Records excerpted from a collection
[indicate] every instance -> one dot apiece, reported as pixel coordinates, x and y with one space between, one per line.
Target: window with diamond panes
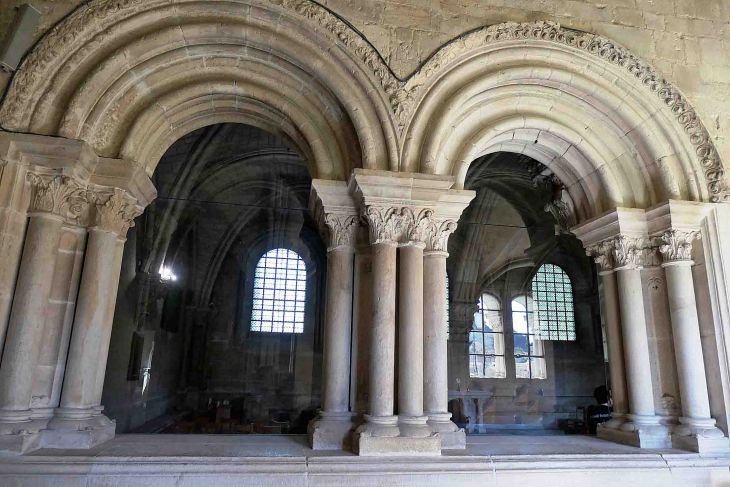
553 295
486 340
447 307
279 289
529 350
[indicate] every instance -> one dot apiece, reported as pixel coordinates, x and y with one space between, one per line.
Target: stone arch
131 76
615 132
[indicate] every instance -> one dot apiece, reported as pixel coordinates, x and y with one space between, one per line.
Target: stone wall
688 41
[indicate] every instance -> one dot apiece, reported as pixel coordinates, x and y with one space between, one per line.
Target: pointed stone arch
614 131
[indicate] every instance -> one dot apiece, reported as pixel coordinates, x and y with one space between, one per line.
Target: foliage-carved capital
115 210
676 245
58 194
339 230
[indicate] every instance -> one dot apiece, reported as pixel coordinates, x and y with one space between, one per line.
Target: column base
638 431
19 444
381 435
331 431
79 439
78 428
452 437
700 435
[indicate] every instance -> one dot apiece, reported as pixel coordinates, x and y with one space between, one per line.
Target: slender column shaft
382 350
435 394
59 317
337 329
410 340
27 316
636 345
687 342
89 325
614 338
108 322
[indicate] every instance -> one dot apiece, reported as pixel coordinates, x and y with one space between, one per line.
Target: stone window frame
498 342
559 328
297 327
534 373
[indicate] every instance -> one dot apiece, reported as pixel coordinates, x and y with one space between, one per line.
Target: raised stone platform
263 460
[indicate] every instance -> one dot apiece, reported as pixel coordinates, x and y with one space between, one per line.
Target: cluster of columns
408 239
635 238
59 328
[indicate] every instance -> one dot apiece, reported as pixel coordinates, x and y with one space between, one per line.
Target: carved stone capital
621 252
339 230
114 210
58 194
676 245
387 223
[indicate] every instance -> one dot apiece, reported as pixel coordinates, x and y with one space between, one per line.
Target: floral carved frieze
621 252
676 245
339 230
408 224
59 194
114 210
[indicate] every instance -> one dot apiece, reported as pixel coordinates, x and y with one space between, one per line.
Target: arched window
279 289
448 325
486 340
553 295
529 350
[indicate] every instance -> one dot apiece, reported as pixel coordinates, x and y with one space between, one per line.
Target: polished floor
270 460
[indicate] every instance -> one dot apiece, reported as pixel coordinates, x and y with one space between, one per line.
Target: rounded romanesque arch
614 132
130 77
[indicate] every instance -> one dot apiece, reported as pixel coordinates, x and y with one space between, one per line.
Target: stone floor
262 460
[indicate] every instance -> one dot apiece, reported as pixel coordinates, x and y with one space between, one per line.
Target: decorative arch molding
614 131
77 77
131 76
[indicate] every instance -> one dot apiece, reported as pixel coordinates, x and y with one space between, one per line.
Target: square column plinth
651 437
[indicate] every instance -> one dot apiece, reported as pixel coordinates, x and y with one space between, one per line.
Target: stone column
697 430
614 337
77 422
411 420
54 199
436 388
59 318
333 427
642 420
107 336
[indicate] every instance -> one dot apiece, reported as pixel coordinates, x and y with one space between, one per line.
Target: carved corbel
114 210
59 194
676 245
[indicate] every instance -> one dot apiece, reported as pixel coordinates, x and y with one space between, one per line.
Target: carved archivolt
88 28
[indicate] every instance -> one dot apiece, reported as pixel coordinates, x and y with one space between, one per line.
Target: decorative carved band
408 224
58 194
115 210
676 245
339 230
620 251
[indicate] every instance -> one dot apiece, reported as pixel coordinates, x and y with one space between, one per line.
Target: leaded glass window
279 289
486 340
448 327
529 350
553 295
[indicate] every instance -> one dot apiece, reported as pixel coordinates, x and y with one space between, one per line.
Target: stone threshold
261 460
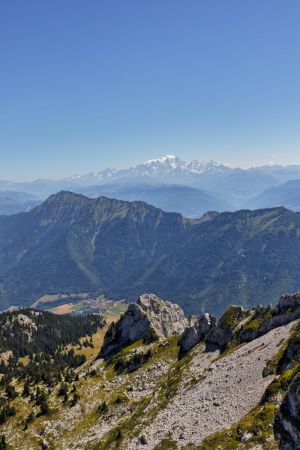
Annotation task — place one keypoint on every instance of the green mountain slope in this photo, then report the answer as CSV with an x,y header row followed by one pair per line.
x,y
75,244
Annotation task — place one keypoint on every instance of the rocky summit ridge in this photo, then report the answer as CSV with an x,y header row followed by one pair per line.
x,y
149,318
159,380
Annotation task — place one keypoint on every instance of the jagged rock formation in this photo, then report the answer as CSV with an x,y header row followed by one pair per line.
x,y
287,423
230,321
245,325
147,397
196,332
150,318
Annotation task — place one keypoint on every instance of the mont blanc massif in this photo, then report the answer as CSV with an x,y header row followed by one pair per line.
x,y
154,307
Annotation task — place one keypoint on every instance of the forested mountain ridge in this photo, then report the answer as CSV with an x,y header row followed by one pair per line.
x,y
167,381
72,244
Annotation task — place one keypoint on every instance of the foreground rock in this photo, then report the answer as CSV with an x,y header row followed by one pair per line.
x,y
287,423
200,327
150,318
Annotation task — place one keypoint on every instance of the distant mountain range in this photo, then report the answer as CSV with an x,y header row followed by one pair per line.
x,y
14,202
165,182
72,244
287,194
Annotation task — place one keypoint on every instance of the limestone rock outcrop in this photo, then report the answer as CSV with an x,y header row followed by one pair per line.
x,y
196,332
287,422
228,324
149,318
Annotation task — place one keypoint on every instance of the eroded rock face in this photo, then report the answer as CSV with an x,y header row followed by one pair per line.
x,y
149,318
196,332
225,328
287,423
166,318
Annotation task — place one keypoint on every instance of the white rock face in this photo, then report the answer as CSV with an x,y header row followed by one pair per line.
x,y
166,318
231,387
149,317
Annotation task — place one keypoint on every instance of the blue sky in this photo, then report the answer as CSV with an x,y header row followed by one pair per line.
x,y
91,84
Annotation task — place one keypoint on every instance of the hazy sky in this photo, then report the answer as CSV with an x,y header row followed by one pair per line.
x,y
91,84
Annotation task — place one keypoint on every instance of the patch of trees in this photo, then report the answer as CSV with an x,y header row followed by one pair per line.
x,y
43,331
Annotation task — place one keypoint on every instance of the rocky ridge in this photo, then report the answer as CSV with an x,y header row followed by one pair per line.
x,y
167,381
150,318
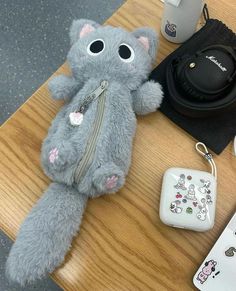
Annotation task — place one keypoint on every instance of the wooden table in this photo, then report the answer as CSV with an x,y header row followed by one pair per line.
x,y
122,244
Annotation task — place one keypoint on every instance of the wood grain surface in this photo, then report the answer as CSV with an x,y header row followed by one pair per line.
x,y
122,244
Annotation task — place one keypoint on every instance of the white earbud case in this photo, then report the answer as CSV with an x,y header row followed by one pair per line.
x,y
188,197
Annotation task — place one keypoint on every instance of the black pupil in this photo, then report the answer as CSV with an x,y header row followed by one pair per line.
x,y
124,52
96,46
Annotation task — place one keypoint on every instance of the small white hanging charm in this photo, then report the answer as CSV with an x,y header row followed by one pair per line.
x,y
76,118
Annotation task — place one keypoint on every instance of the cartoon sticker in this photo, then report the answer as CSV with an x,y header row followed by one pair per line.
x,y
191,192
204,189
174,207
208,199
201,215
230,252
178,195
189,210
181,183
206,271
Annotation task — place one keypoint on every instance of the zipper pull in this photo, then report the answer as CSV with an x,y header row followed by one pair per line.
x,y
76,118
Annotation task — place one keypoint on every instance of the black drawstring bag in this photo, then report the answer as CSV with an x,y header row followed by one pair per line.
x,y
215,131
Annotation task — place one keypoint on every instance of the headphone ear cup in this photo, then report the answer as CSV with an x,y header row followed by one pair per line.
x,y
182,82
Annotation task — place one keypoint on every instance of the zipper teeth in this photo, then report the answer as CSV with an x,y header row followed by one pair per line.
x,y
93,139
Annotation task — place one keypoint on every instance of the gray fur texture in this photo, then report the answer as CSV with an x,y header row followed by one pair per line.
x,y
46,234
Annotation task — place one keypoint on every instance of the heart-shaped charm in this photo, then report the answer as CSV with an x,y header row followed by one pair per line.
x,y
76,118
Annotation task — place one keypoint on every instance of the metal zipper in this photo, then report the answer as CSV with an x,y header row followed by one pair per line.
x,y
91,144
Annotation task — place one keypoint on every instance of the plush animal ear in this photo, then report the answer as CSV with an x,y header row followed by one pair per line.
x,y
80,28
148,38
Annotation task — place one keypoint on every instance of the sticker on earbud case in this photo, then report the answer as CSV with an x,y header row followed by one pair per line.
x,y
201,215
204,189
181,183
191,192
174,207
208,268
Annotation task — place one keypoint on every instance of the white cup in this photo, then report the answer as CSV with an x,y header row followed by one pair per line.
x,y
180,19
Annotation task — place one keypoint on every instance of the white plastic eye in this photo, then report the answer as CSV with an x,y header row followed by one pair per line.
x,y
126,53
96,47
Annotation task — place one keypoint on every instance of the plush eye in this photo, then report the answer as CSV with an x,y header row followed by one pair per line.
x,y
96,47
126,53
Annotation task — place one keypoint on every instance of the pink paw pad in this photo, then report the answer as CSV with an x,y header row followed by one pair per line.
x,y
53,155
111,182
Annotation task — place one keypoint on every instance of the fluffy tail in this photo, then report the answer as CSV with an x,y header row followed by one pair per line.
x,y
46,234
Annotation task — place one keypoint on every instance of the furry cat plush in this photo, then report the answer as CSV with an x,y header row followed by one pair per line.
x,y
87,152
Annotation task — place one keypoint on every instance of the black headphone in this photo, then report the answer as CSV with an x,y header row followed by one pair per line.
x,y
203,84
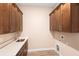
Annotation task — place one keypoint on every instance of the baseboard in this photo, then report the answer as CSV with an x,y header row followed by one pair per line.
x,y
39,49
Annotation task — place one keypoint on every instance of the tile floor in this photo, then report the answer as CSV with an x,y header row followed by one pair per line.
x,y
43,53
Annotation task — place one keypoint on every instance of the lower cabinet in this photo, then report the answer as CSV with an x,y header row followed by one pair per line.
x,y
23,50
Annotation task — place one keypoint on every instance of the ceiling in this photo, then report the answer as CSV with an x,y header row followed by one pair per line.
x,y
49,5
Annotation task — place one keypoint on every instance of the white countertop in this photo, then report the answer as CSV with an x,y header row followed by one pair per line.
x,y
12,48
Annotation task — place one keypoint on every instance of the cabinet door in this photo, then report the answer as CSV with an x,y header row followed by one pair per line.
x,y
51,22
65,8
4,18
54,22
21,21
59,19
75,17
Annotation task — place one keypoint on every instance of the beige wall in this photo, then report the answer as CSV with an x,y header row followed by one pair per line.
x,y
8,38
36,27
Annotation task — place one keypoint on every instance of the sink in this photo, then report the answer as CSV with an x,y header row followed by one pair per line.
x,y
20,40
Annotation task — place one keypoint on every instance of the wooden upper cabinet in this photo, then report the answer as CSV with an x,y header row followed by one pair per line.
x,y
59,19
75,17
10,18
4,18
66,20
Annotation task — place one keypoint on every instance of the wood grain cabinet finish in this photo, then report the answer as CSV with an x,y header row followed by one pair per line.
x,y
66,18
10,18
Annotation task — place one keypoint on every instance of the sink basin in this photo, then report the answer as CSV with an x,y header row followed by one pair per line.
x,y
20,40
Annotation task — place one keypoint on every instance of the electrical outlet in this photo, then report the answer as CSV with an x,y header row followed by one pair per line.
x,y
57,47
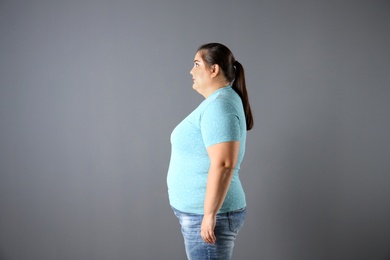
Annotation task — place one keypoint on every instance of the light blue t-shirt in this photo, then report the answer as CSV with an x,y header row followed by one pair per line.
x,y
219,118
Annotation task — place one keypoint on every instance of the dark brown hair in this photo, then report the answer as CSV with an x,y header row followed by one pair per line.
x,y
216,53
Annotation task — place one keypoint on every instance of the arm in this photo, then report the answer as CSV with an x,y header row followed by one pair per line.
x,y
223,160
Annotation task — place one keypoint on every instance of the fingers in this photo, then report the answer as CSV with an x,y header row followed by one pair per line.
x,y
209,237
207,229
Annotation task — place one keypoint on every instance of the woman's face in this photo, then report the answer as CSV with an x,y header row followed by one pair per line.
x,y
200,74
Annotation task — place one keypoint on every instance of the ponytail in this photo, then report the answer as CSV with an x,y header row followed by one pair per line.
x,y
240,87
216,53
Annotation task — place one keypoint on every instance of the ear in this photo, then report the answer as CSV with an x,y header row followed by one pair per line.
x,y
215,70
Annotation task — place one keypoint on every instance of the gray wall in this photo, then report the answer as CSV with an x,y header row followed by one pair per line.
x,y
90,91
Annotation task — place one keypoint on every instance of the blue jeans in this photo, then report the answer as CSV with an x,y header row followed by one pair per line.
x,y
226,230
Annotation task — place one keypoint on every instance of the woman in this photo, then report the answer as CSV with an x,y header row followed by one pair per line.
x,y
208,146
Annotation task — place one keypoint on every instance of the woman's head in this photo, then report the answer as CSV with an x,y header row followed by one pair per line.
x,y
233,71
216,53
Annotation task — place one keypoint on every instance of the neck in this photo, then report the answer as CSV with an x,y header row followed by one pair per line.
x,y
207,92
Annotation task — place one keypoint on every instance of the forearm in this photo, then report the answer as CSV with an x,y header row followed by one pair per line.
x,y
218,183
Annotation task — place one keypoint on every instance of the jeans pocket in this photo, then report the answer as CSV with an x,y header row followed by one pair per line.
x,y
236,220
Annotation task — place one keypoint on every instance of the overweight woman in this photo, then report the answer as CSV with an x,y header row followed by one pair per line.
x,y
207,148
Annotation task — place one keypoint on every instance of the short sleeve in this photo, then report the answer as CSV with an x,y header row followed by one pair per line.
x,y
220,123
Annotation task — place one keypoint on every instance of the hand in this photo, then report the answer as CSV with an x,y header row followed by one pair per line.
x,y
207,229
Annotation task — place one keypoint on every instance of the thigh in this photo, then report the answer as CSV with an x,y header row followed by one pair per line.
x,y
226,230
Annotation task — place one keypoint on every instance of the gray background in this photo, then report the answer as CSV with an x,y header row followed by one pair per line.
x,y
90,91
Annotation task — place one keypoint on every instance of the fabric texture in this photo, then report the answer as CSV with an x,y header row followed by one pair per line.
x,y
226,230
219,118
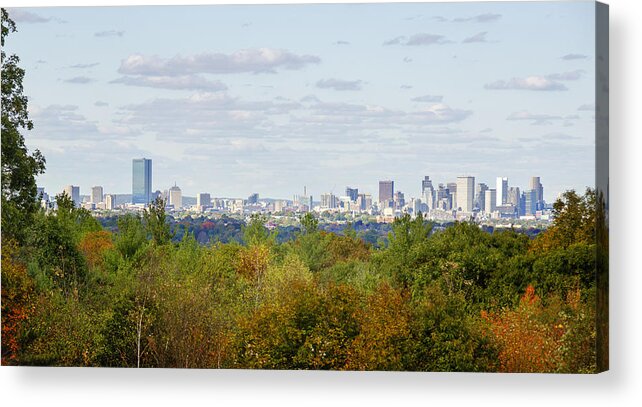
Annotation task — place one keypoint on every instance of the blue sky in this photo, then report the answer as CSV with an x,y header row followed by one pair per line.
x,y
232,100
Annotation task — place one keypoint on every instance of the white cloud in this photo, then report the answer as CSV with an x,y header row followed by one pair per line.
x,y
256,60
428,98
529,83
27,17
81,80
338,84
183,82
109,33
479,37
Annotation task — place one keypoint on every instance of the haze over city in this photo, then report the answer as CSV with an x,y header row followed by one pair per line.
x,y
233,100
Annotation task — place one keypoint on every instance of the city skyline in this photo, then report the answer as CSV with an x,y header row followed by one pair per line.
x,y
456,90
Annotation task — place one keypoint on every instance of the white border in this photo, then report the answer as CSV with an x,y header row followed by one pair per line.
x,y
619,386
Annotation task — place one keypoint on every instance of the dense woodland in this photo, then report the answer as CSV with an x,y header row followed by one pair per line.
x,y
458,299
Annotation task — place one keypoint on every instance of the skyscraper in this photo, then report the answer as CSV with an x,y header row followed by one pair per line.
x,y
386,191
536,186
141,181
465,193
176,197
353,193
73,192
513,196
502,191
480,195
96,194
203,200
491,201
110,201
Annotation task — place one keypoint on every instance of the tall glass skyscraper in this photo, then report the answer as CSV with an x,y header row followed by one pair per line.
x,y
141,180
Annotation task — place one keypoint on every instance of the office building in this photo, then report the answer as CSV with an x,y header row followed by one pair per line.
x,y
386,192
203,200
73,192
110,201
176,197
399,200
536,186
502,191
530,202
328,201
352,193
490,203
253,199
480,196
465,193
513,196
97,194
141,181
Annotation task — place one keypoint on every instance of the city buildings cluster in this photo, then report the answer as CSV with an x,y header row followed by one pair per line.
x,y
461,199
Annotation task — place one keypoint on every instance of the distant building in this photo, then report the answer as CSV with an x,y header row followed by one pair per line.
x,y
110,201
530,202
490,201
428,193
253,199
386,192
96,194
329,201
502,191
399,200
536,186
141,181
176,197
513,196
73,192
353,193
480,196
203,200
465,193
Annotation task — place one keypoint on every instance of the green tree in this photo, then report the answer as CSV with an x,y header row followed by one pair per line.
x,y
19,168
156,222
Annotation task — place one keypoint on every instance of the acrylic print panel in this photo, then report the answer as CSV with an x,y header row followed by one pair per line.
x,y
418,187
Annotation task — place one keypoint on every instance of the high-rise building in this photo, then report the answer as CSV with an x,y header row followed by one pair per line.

:: Exercise objective ::
Reproduce each line of the entries above from the one containing "the green tree" through the last, exactly, and no other line.

:: Written response ::
Annotation task — place one keypoint on every instance of the green tree in this photo, then report the answer as CSV with an x,y header row followed by one pair per line.
x,y
19,168
156,222
Annotation task — place one keypoint on every instance of the acrylic print panel in this photo, then report the answer as CSV with an x,y header row followed by one pair per line.
x,y
418,187
Annotation task — place one keypoint on every instance of the high-rise building in this photo, then report the answer as CSV with an x,y header row followed by one pair per line.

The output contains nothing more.